■ **Task brief**
Output all entries verbatim. Skip pictures.

────────────────────

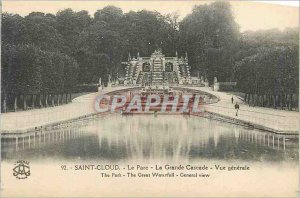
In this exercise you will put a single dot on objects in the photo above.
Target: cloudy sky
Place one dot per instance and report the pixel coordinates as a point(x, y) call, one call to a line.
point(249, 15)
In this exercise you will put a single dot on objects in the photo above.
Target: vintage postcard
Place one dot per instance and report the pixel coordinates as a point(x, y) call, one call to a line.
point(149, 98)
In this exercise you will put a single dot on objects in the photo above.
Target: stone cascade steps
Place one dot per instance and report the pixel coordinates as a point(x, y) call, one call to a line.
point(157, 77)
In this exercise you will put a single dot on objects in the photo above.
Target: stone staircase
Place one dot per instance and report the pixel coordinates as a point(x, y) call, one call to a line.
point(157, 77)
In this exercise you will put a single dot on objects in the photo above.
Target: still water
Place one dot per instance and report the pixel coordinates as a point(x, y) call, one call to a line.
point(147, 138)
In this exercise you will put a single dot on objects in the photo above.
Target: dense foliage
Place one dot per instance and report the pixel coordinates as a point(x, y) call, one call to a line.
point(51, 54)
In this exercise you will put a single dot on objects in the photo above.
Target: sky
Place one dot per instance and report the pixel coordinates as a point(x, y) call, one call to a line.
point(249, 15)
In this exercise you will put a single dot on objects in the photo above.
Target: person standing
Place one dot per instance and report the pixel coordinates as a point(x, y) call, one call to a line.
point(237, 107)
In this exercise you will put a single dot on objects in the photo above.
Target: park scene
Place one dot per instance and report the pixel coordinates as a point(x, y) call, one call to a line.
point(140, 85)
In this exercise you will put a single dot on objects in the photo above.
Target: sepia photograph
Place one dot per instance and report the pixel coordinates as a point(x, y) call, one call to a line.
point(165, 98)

────────────────────

■ **Finished exercise**
In this exercise you will put a single dot on objects in the photo above.
Target: cloudy sky
Place one dot per instance and report the pixel coordinates as a point(x, y) call, one call to a line.
point(249, 15)
In this exercise you will put a single dot on objects in the photo above.
Target: vintage postcard
Place one dot per instance and report the pixel coordinates as a point(x, y) call, one call to a line.
point(149, 98)
In this exercise you will put a single dot on objects in the photo above.
Target: stone cascade steps
Place one dot per instance and report the pixel coordinates as a point(x, y) call, one call to a line.
point(157, 77)
In this exercise you will put a single dot on objects in the photo above.
Target: stone staircase
Place one dot per instance and report the pixel coordinates as a point(x, y) call, one call to a line.
point(157, 77)
In this exercise you will put a single dot on objects in the photo above.
Target: still water
Place one dot per instance and report the pixel coordinates as a point(x, y) call, one call to a line.
point(147, 138)
In this exercise you will put a single dot on objects in the photo above.
Target: dense foliage
Place one dot per instance and report the pixel coordinates as a point(x, y) call, one call to a line.
point(51, 54)
In this exercise you will put a single dot on objects in the photo above.
Target: sky
Place one dot per instance and report the pixel coordinates as a point(x, y) call, one call to a line.
point(249, 15)
In this exercise you will put a single dot on objects in the photo above.
Target: person standing
Place one dot per instance and report the pixel coordinates as a point(x, y) call, one call to a line.
point(237, 107)
In this exercise you will put a single dot on objects in the photo above.
Target: park scene
Place one dot per instance and report the pixel coordinates as a point(x, y) call, one call to a line.
point(140, 85)
In this exercise you will put a single dot on objects in the photo above.
Target: sepia photograph
Place one dot per instance and report the pixel coordinates as a point(x, y) call, one call to a line.
point(165, 98)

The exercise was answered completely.